=== Ausgangstext ===

Autor:innen:
B. Zippel-Schultz (Berlin, DE)
C. Ski (Suffolk, GB)
J. Brandts (Aachen, DE)
E. Furtado da Luz Brzychcyk (Dublin, IE)
M. Barrett (Dublin, IE)
D. Thompson (Belfast, GB)
L. Hill (Belfast, GB)
L. De Measschalck (Geel, BE)
T. Hoedemakers (Sittard, NL)
M. Jacobsen (Aachen, DE)
K. Schütt (Aachen, DE)
D. Müller-Wieland (Aachen, DE)
A. Neuman (Berlin, DE)
B. Steiner (Berlin, DE)
T. Helms (Fürth, DE)
Hintergrund: Herzinsuffizienz (HI) gehört weltweit zu den häufigsten chronischen Erkrankungen. Sie ist durch eine hohe Morbidität und Mortalität, eine mitunter komplexe medizinische Versorgung sowie wiederholte Krankenhausaufenthalte gekennzeichnet. Neben dem alltäglichen Krankheitsmanagement ist eine zeitnahe individualisierte Anpassung der Therapie an die Bedürfnisse der Patient*innen entscheidend, um Verschlechterungen der Erkrankung zu vermeiden. Informell Pflegende bzw. Angehörige beeinflussen den Krankheitsverlauf maßgeblich, indem sie die Patient*innen ermutigen und deren Selbstmanagement unterstützen. Für informell Pflegende ist dies häufig mit hohem psychologischem Stress verbunden. Digitale Anwendungen bieten die Möglichkeit, den Versorgungsprozess zu optimieren und sowohl Patient*innen als auch deren Angehörige zu unterstützen. Um diese Potenziale auszuschöpfen, wurden im Rahmen des PASSION-HF Projekts (Interreg NWE 702) zunächst die Erwartungen und Bedürfnisse der Patient*innen und Angehörigen an eine digitale Anwendung – eine virtuelle Ärztin – sowie die Rolle der Angehörigen im Versorgungsprozess erfasst.
Methode: Die explorative Mixed-Methods-Studie (März-Juni 2019) wurde in Deutschland, Irland, den Niederlanden und im Vereinigten Königreich durchgeführt. In semi-strukturierten Interviews wurden 49 Patient*innen (männlich: 76%) und 33 Angehörige (weiblich: 85%) befragt. 43% der Patient*innen waren zwischen 60 und 69 Jahren alt. 86% der Angehörigen waren über die Altersgruppen 50-59, 60-69 und 70-79 Jahre nahezu gleichmäßig verteilt. Zudem haben die Teilnehmer Fragebögen ausgefüllt.

=== Gegebenes Material ===

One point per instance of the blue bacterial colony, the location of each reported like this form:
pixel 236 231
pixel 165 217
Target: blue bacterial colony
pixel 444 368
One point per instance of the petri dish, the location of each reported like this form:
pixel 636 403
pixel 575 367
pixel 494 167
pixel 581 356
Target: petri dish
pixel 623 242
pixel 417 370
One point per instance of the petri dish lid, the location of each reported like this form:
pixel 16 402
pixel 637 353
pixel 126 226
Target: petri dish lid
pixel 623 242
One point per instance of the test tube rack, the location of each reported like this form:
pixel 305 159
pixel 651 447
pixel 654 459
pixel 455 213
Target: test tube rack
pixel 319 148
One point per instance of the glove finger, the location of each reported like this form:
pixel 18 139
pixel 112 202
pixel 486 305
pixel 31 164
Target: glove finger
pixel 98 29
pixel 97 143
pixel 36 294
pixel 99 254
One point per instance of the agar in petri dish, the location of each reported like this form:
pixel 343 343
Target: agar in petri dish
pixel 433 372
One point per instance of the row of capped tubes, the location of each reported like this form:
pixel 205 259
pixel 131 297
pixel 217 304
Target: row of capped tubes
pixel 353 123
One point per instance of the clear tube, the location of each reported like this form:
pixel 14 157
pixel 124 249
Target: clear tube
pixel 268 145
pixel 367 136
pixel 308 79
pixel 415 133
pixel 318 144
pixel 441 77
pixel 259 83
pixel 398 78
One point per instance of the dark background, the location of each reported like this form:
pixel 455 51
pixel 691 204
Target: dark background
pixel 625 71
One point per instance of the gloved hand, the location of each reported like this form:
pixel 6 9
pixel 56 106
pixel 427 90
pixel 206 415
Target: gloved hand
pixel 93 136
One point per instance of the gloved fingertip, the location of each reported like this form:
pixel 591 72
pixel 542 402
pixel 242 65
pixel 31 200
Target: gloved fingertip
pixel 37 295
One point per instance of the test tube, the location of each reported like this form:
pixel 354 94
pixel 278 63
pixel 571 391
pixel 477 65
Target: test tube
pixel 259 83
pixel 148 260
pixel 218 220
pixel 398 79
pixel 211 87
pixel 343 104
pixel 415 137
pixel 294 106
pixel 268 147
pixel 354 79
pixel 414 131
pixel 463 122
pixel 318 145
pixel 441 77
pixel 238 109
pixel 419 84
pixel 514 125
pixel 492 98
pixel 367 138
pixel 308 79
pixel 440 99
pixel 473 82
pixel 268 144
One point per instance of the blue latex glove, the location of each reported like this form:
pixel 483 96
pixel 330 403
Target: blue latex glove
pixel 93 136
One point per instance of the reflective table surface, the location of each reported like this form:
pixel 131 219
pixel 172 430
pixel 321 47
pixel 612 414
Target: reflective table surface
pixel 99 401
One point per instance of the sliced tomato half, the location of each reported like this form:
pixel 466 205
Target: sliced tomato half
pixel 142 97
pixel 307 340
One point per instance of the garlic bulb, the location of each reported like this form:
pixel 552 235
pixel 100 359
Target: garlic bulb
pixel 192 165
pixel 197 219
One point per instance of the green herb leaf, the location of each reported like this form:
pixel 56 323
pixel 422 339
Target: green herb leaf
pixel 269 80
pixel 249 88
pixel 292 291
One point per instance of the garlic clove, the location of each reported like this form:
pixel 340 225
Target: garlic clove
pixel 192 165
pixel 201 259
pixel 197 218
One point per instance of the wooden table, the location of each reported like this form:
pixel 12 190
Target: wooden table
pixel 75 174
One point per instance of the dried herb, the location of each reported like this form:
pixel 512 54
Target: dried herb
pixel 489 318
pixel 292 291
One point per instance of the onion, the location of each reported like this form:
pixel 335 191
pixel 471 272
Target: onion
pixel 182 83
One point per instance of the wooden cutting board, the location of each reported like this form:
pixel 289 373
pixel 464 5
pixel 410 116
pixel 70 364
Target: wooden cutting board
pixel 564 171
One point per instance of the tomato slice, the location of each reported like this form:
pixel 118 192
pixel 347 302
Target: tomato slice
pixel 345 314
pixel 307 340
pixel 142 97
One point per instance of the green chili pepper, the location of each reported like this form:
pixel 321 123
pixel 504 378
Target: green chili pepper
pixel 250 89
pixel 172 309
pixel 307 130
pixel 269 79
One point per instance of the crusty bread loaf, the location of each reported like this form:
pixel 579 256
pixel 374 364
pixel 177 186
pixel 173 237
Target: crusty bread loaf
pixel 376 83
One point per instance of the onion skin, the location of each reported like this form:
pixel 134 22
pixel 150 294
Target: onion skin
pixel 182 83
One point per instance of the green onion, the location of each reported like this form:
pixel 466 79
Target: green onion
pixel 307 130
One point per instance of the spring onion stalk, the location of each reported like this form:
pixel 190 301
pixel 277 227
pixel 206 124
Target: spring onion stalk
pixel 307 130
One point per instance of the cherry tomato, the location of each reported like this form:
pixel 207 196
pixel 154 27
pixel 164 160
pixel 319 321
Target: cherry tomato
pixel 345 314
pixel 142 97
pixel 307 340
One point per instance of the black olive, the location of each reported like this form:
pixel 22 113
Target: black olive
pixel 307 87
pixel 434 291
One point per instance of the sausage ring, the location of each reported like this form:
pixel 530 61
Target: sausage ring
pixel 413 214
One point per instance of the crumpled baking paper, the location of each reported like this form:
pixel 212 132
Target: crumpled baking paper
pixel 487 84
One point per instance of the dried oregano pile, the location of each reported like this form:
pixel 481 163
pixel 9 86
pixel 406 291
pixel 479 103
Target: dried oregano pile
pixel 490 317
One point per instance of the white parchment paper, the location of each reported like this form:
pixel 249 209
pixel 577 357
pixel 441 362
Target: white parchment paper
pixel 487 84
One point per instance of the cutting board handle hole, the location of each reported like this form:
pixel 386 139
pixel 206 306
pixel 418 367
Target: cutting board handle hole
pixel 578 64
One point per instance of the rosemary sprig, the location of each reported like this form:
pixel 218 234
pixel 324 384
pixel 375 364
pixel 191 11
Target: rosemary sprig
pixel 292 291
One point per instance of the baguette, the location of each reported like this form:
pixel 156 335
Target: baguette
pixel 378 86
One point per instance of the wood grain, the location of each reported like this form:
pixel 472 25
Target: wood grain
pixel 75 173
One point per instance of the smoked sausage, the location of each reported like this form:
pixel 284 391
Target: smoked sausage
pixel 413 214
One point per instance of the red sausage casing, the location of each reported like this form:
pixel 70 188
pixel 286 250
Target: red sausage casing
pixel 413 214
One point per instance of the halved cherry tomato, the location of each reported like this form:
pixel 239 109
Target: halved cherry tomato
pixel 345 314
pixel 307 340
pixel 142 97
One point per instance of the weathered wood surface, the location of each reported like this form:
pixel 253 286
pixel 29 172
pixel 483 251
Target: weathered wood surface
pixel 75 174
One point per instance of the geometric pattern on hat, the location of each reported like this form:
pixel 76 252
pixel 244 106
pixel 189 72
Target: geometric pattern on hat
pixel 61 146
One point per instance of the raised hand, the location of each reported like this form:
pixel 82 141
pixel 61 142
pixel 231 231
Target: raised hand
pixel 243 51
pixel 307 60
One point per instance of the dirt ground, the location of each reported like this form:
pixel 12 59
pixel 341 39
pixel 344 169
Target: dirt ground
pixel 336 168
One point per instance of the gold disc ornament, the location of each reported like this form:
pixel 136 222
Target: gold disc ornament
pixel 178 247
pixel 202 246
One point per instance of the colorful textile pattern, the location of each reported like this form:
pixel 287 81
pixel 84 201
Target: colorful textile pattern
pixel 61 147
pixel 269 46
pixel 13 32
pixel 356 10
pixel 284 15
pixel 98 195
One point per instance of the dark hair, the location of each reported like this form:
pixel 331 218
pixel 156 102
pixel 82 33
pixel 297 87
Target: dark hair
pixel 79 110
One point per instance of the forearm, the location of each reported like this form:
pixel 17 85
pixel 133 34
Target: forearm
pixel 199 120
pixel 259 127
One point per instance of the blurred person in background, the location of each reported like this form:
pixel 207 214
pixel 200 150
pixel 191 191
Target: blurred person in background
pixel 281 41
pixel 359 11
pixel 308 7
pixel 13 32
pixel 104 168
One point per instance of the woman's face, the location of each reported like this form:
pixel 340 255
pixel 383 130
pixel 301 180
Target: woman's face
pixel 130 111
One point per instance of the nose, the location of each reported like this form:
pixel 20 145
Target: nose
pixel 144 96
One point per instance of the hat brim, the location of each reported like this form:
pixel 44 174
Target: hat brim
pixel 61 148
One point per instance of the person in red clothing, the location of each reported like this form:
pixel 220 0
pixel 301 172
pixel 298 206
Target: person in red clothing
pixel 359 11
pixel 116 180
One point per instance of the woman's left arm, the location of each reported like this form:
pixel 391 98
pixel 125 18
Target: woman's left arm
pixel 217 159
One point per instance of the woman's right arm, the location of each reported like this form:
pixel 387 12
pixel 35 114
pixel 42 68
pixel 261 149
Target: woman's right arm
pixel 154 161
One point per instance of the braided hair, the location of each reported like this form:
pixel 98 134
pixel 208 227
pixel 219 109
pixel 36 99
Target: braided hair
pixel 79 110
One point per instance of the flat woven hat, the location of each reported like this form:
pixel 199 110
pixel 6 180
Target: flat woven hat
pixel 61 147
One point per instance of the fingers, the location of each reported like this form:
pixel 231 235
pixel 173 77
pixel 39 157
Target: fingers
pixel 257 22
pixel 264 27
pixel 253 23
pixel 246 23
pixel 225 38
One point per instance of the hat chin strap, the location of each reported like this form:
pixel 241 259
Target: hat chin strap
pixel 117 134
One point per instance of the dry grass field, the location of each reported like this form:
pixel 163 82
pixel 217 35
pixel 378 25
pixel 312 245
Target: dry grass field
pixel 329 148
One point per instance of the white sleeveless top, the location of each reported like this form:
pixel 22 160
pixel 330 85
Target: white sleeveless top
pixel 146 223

===

• _Aufgabenstellung_
1/ Wie viele Patient*innen wurden laut dem Text zur Herzinsuffizienz in semi-strukturierten Interviews befragt?
2/ Setzen Sie den Text zur Herzinsuffizienz im Anschluss an seinen letzten Satz fort.
Das Material wird für die Bearbeitung nicht gebraucht.

• _Ergebnisse je Aufgabe_
1/ Es wurden 49 Patient*innen befragt.

2/
Ergebnisse: Die Angehörigen sind gut über die Erkrankung informiert - 78% schätzen ihr Wissen über HI als gut bis sehr gut ein. 63% geben an, dass die Patient*innen ihren gesundheitsbezogenen Ratschlägen folgen. Obwohl 72% selten bzw. keine gesundheitsrelevanten Entscheidungen treffen, sind doch 67% der Angehörigen in alle Entscheidungen einbezogen. Im täglichen HI-Management prüfen 57% der Angehörigen oft bis sehr oft, ob der Lebensstil den Empfehlungen entspricht. 64% prüfen, ob die Medikation richtig ein-genommen wird. 70% gaben an, oft bis immer den Gesundheitszustand des Patienten/der Patientin zu monitoren.
Sowohl Patient*innen als auch Angehörige stehen einer Unterstützung durch eine virtuelle Ärztin offen gegenüber. Großes Potenzial sehen sie im eigenen Empowerment, einer zeit- und ortsunabhängigen Verfügbarkeit sowie einer personalisierten Medizin. Angehörige äußerten die Hoffnung, dass ihnen eine digitale Lösung Aufgaben, wie das Monitoring der Erkrankung, teilweise abnehmen und die Unsicherheiten im Umgang mit der HI redu-zieren könnte.
Implikationen: Informell Pflegende bzw. Angehörige übernehmen eine zentrale Rolle im Versorgungsprozess von HI-Patient*innen. Patient*innen und Angehörige sehen in digitalen Anwendungen eine große Chance darin, dass das Selbstmanagement der HI unterstützt und gleichzeitig die Angehörigen entlastet werden.